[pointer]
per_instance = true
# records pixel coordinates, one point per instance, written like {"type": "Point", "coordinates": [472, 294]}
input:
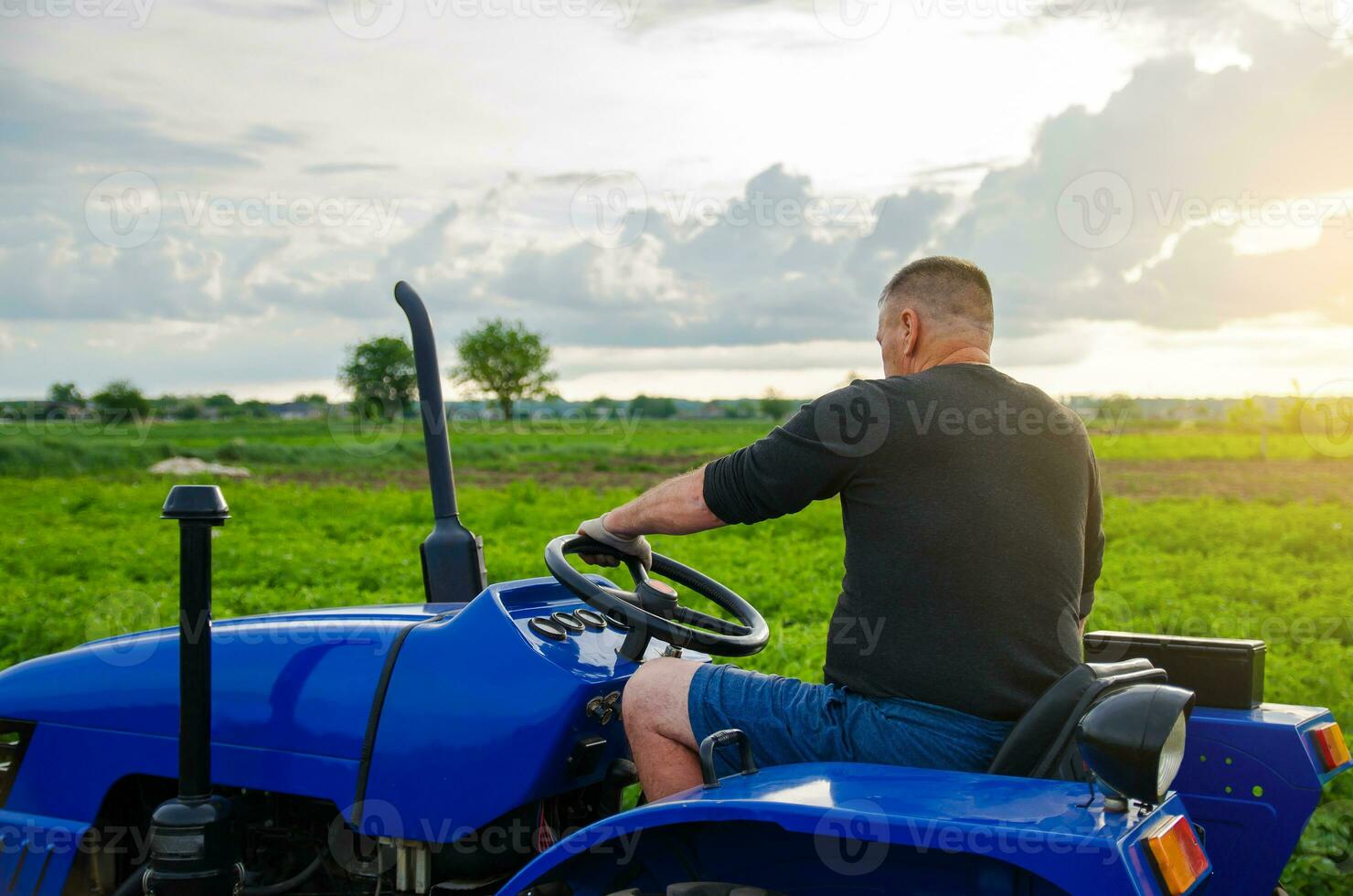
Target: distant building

------------

* Problem to solve: Copy every line of the records above character for character, omitting the pictures.

* Solution:
[pointer]
per_instance = true
# records pixel coordinates, one point per instance, written like {"type": "Point", "coordinates": [472, 294]}
input:
Target: distant building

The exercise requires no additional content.